▸ **Task requirements**:
The records below must be copied out completely and exactly.

---------- Records to process ----------

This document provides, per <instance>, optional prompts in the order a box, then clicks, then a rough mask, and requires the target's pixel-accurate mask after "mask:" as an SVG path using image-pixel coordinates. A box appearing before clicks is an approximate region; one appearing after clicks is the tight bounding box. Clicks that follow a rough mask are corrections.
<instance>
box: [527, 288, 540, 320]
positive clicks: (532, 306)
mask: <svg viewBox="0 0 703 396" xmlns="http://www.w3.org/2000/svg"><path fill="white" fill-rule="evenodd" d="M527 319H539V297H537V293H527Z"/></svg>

----------

▸ **The answer**:
This document provides, per <instance>, optional prompts in the order a box, then clicks, then a rough mask, and requires the target's pixel-accurate mask after "mask:" as an SVG path using image-pixel coordinates. A box appearing before clicks is an approximate region; one appearing after clicks is the tight bounding box. Clicks that follow a rough mask are corrections.
<instance>
box: [527, 288, 540, 320]
positive clicks: (532, 306)
mask: <svg viewBox="0 0 703 396" xmlns="http://www.w3.org/2000/svg"><path fill="white" fill-rule="evenodd" d="M527 319H539V297H537V293H527Z"/></svg>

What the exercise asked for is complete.